AIM OF THE EXERCISE
Here is a listing. Reproduce it exactly.

RECORDS
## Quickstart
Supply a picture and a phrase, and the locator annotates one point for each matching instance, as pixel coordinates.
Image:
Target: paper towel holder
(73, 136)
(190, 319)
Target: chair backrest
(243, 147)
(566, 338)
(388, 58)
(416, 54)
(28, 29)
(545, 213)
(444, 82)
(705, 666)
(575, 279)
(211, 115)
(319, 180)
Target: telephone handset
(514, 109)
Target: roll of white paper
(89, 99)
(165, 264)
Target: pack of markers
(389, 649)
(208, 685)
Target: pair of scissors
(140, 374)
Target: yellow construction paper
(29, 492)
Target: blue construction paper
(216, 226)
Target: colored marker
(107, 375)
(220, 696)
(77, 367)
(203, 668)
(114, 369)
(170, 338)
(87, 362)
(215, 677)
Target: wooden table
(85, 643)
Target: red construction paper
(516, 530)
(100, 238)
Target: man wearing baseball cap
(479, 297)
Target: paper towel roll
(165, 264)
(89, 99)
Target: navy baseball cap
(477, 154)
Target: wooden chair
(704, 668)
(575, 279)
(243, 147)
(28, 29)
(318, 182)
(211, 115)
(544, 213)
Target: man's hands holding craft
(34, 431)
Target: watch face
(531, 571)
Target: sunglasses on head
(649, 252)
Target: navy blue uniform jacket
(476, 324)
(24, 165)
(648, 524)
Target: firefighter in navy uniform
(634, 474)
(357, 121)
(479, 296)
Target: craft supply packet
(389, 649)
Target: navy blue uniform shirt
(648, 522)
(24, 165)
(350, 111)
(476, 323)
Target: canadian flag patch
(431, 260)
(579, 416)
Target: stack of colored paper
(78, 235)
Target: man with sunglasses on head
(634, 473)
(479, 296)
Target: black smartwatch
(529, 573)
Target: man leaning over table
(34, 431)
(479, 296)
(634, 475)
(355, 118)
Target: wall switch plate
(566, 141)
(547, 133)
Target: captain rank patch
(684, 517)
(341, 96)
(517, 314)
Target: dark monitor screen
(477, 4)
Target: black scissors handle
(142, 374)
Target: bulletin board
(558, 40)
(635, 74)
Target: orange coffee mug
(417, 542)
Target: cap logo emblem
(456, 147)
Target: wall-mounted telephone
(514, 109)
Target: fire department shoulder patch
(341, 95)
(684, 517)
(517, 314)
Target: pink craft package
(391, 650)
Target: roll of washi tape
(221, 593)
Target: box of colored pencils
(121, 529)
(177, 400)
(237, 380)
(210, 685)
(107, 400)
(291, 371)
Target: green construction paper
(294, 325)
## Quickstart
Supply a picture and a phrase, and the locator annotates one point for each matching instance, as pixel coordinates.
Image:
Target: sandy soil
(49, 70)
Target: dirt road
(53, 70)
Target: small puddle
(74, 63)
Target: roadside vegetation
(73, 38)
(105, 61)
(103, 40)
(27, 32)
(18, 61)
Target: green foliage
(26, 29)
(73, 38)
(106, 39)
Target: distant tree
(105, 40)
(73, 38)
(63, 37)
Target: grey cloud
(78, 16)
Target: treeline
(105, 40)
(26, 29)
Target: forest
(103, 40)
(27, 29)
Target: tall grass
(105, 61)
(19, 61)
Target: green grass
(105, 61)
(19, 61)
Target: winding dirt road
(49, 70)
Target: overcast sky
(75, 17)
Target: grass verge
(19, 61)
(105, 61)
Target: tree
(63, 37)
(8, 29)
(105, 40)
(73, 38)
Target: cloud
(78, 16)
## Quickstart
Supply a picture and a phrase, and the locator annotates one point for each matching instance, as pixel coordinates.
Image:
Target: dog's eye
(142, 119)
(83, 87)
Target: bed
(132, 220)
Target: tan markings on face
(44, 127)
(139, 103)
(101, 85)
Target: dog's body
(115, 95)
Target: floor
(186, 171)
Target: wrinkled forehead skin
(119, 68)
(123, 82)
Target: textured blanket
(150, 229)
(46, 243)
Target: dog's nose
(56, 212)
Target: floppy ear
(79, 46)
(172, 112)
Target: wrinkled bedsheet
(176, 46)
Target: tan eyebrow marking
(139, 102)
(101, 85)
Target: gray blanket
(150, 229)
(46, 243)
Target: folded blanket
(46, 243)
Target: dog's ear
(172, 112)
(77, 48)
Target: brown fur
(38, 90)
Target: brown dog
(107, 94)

ANSWER SPACE
## Quickstart
Supply a picture and a phrase, and the locator annotates one point for each matching instance, as pixel coordinates.
Image:
Target: paper towel holder
(73, 136)
(190, 319)
Target: chair backrest
(243, 147)
(566, 338)
(388, 58)
(416, 54)
(28, 29)
(545, 213)
(444, 82)
(705, 666)
(575, 279)
(211, 115)
(319, 180)
Target: telephone handset
(514, 109)
Target: roll of white paper
(89, 99)
(165, 264)
Target: pack of markers
(389, 649)
(208, 685)
Target: pair of scissors
(140, 374)
Target: yellow construction paper
(29, 492)
Target: blue construction paper
(216, 226)
Target: colored marker
(107, 375)
(220, 696)
(77, 367)
(203, 668)
(114, 369)
(170, 338)
(87, 362)
(215, 677)
Target: wooden table
(85, 643)
Target: red construction paper
(516, 530)
(100, 238)
Target: man wearing baseball cap
(479, 297)
Target: paper towel roll
(165, 264)
(89, 99)
Target: navy baseball cap
(477, 154)
Target: wooden chair
(704, 668)
(575, 279)
(243, 147)
(28, 29)
(318, 182)
(211, 115)
(544, 213)
Target: man's hands holding craft
(34, 431)
Target: watch face
(531, 571)
Target: sunglasses on head
(649, 252)
Target: navy blue uniform jacket
(476, 324)
(24, 165)
(648, 524)
Target: firefighter in navy uniform
(634, 474)
(357, 121)
(479, 296)
Target: craft supply packet
(389, 649)
Target: navy blue uniform shirt
(648, 522)
(24, 165)
(350, 111)
(476, 323)
Target: canadian flag patch
(431, 260)
(579, 416)
Target: stack of colored paper
(78, 235)
Target: man with sunglasses on head
(634, 473)
(479, 296)
Target: black smartwatch
(529, 573)
Target: man leaning over table
(34, 431)
(479, 296)
(634, 475)
(355, 118)
Target: wall switch plate
(566, 141)
(547, 133)
Target: captain rank patch
(684, 517)
(341, 96)
(517, 314)
Target: dark monitor screen
(477, 4)
Target: black scissors handle
(142, 374)
Target: bulletin board
(558, 40)
(635, 74)
Target: orange coffee mug
(417, 542)
Target: cap logo emblem
(456, 147)
Target: wall-mounted telephone
(514, 109)
Target: fire department shoulder patch
(341, 95)
(684, 517)
(517, 314)
Target: pink craft package
(391, 650)
Target: roll of washi tape
(221, 593)
Target: box of colored pencils
(121, 529)
(177, 400)
(237, 380)
(210, 685)
(107, 400)
(291, 371)
Target: green construction paper
(294, 325)
## Quickstart
Supply a picture and a phrase, and the locator annotates one point for each matching instance, as pixel coordinates.
Image:
Target: sandy soil
(49, 70)
Target: dirt road
(53, 70)
Target: small puddle
(74, 63)
Target: roadside vegetation
(73, 38)
(105, 61)
(103, 40)
(27, 32)
(18, 61)
Target: green foliage
(26, 29)
(73, 38)
(106, 39)
Target: distant tree
(105, 40)
(73, 38)
(63, 37)
Target: grey cloud
(78, 16)
Target: treeline
(105, 40)
(26, 29)
Target: forest
(103, 40)
(27, 29)
Target: tall grass
(105, 61)
(19, 61)
Target: green grass
(105, 61)
(19, 61)
Target: winding dirt road
(49, 70)
Target: overcast sky
(75, 17)
Target: grass verge
(19, 61)
(105, 61)
Target: tree
(63, 37)
(8, 29)
(105, 40)
(73, 38)
Target: cloud
(78, 16)
## Quickstart
Supply a picture and a phrase, and the locator annotates one point for each matching instance, as pixel coordinates.
Image:
Target: dog's eye
(142, 119)
(83, 87)
Target: bed
(132, 220)
Target: tan markings on face
(44, 127)
(139, 103)
(101, 85)
Target: dog's body
(115, 95)
Target: floor
(186, 171)
Target: wrinkled forehead skin
(119, 68)
(123, 82)
Target: textured blanket
(150, 229)
(46, 243)
Target: dog's nose
(56, 212)
Target: floppy ear
(79, 46)
(172, 112)
Target: wrinkled bedsheet
(176, 46)
Target: tan eyebrow marking
(139, 102)
(101, 85)
Target: gray blanket
(150, 229)
(46, 243)
Target: folded blanket
(46, 243)
Target: dog's ear
(172, 112)
(77, 48)
Target: brown fur
(38, 90)
Target: brown dog
(107, 94)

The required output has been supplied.